PASSAGE TO READ
2019, Haydar Ergülen, News, Poetry, Selected Poems, Translation, Turkey -

On UK Tour: Haydar Ergülen's Selected Poems

We are so pleased to be launching Haydar Ergülen's Selected Poems, Pomegranate Garden with UK launch events planned in London, Cardiff and Oxford  this month (22 - 25 November). Haydar is one of the most prominent poets writing in Turkey today. Author of more than a dozen books of poetry and another dozen of essays, his work is only beginning to appear in English and this selected works will change his reach significantly. His most recent book is Öyle Küçük Şeyler (Kırmızı Kedi, 2016). He lives in Istanbul.

The poetry of Haydar Ergülen unquestionably draws upon and expresses many of the basic forces that continue to shape Turkish culture and literature; however, as with most of the best poetry produced anywhere, its central focus is the common, down-to-earth concerns of humanity itself. At the core of Ergülen’s work is the pervasive sense of poetry-writing as an inseparable part of life: that the co-existence of poetry, goodness and love is indispensable to the poet as a human being.

Edited by Mel Kenne, Saliha Paker and Caroline Stockford.

The poems have been translated by Mel Kenne, Saliha Paker, Caroline Stockford, Arzu Akbatur, Gökçenur Ç, Nilgün Dungan, Arzu Eker Roditakis, Clifford Endres, İdil Karacadağ, Elizabeth Pallitto, Selhan Savcıgil Endres, İpek Seyalıoğlu, and Şehnaz Tahir Gürçağlar.

Join us at one of the following free events on his UK book launch tour:

Haydar Ergülen was born in Eskişehir, Turkey, in 1956. He published his first political and cultural broadside paper, Ekin (Culture), with his friend Şahin Şencan, when they were in middle school. At the age of eighteen he wrote articles protesting the death by capital punishment of political activists Deniz Gezmiş, Hüseyin İnan and Yusuf Aslan, activities that led to his month-long confinement by the police and expulsion from high school. He later took a degree in Sociology from Middle Eastern Technical University and held the position of teaching assistant in the Communications Faculty of Eskişehir Anadolu University while pursuing a Master’s Degree in marketing and public relations. In 1983 he moved to Istanbul and began writing advertising copy.

ROWS
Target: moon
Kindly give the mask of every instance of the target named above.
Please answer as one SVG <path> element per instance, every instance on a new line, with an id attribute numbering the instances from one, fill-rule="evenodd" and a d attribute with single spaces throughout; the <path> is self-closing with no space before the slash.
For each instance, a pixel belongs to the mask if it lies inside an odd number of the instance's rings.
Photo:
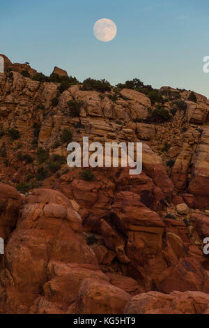
<path id="1" fill-rule="evenodd" d="M 93 33 L 100 41 L 109 42 L 115 38 L 117 33 L 117 27 L 112 20 L 108 18 L 102 18 L 95 23 Z"/>

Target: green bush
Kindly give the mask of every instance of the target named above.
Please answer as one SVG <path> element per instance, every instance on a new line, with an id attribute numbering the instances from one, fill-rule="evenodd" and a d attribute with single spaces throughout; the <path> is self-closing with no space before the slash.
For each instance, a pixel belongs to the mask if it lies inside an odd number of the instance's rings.
<path id="1" fill-rule="evenodd" d="M 197 102 L 196 96 L 194 94 L 194 91 L 192 91 L 188 97 L 188 100 L 193 101 L 194 103 Z"/>
<path id="2" fill-rule="evenodd" d="M 105 79 L 98 80 L 88 77 L 83 82 L 82 90 L 97 90 L 100 92 L 110 91 L 111 88 L 109 82 Z"/>
<path id="3" fill-rule="evenodd" d="M 10 137 L 12 141 L 17 140 L 20 137 L 19 131 L 13 128 L 9 129 L 8 135 Z"/>
<path id="4" fill-rule="evenodd" d="M 175 161 L 173 159 L 171 159 L 170 161 L 168 161 L 167 162 L 167 166 L 168 166 L 169 167 L 173 167 L 174 164 L 175 164 Z"/>
<path id="5" fill-rule="evenodd" d="M 157 107 L 151 113 L 150 120 L 155 123 L 163 123 L 171 120 L 171 116 L 167 110 L 164 110 L 161 107 Z"/>
<path id="6" fill-rule="evenodd" d="M 83 104 L 84 102 L 82 100 L 69 100 L 68 102 L 68 106 L 70 110 L 70 115 L 72 117 L 79 117 Z"/>
<path id="7" fill-rule="evenodd" d="M 37 151 L 38 161 L 40 164 L 45 162 L 49 158 L 49 153 L 47 150 L 39 147 Z"/>
<path id="8" fill-rule="evenodd" d="M 68 128 L 64 128 L 61 135 L 60 135 L 60 140 L 62 143 L 64 142 L 70 142 L 72 141 L 72 132 Z"/>
<path id="9" fill-rule="evenodd" d="M 95 175 L 89 169 L 79 172 L 79 177 L 82 180 L 91 181 L 95 178 Z"/>
<path id="10" fill-rule="evenodd" d="M 22 75 L 22 76 L 24 76 L 24 77 L 31 77 L 31 75 L 29 73 L 29 72 L 27 70 L 22 70 L 21 72 L 21 74 Z"/>

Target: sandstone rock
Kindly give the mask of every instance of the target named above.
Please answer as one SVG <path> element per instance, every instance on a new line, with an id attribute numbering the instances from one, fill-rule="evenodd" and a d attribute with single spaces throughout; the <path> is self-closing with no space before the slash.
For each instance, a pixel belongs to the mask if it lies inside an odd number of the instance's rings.
<path id="1" fill-rule="evenodd" d="M 193 214 L 190 220 L 200 238 L 209 237 L 209 218 L 203 214 Z"/>
<path id="2" fill-rule="evenodd" d="M 153 140 L 155 137 L 155 128 L 153 124 L 137 123 L 137 133 L 139 138 L 143 140 Z"/>
<path id="3" fill-rule="evenodd" d="M 209 128 L 203 128 L 203 133 L 192 157 L 193 174 L 189 191 L 195 195 L 194 204 L 197 208 L 209 206 Z"/>
<path id="4" fill-rule="evenodd" d="M 58 191 L 39 189 L 26 202 L 22 220 L 6 245 L 7 269 L 0 278 L 8 299 L 3 311 L 15 313 L 28 313 L 40 296 L 49 261 L 97 264 L 69 200 Z"/>
<path id="5" fill-rule="evenodd" d="M 187 207 L 187 204 L 183 203 L 183 204 L 178 204 L 176 206 L 176 210 L 179 214 L 187 214 L 189 211 L 189 209 Z"/>
<path id="6" fill-rule="evenodd" d="M 124 290 L 98 279 L 84 279 L 77 301 L 78 313 L 120 314 L 131 297 Z"/>
<path id="7" fill-rule="evenodd" d="M 189 258 L 180 258 L 167 269 L 155 281 L 160 292 L 198 290 L 208 292 L 209 278 L 201 265 Z"/>
<path id="8" fill-rule="evenodd" d="M 68 76 L 66 70 L 56 66 L 54 67 L 52 74 L 57 74 L 59 76 Z"/>
<path id="9" fill-rule="evenodd" d="M 201 292 L 173 292 L 165 295 L 149 292 L 134 296 L 125 314 L 201 314 L 208 313 L 208 294 Z"/>
<path id="10" fill-rule="evenodd" d="M 168 232 L 167 237 L 177 258 L 180 258 L 187 256 L 186 248 L 179 236 L 172 232 Z"/>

OBJECTIVES
1. Check these three statements against the passage on Haydar Ergülen, answering yes or no for each and quoting the exact words that decide it: (a) Ergülen was born in Eskişehir in 1956. (b) Mel Kenne edited the Selected Poems alone. (c) Ergülen moved to Istanbul in 1983.
2. Extend the passage on Haydar Ergülen, picking up after its final sentence.

ANSWERS IN ORDER
1.
(a) Yes: "Haydar Ergülen was born in Eskişehir, Turkey, in 1956."
(b) No: "Edited by Mel Kenne, Saliha Paker and Caroline Stockford."
(c) Yes: "In 1983 he moved to Istanbul and began writing advertising copy."

2.
His first poems and short stories were published in 1972 in the Eskişehir magazine Deneme (Essay). In 1981 he placed second after the renowned poet Murathan Mungan in Hürriyet Gösteri magazine’s poetry competition, and his poetry began to appear in such magazines as Somut, Felsefe Dergisi, Türk Dili, Yusufçuk, Hürriyet Gösteri, Yarın, Yeni Biçem, Akatalpa, Sombahar, Nar, Yasak Meyve, Budala, Öküz, Hayvan, Ot, Bavul, Şiir-lik, Kitap-lık, Heves and Varlık.

Ergülen’s first book of poetry, Karşılığını Bulamamış Sorular (Questions Without Response), came out in 1981 and was followed in 1983 by his publication, along with poet-friends Adnan Özer and Tuğrul Tanyol, of Üç Çiçek (Three Flowers), which was recognised as the first magazine of Turkey’s ‘1980s-Era Poets.’ From 1986 onwards he contributed to the editorial board of Şiir Atı magazine, and went on to work with Eskişehir friends Rahmi Emeç and Erol Büyükmeriç on the editorial board of Yazılıkaya Şiir Yaprağı.

From 1998 to 2007 Ergülen wrote the column ‘Open Letters’ for the left-wing dailyRadikal and contributed to the daily BirGün. From 2010 to 2012 he wrote regularly for Cumhuriyet newspaper. He continues to write for BirGün’s Sunday supplement.

Ergülen is now serving as Director of the Izmir International Poetry Festival, the Eskişehir Tepebaşı International Poetry Festival, and the Nazım Hikmet International Poetry Event, organised by Ataşehir Municipality in Istanbul. He attends poetry festivals and translation workshops throughout Europe and leads creative writing workshops in Istanbul. For the last seven years Ergülen has taught Contemporary Poetry at Boğaziçi University, lectured on poetry at Kadir Has and Bahçeşehir universities, and given public lectures each month in Eskişehir.

Ergülen continues to write poetry and short stories, and twenty-one books of his poetry, including two written especially for children, have been published in Turkey, while two collections of his work (Carnet intime and Grenade / Nar, translated by Claire Lajus) have been published in France, with German, Italian and Bulgarian editions due to come out soon. In addition to these, numerous books of his criticism and essays, along with three anthologies that he edited, have been published since 2000.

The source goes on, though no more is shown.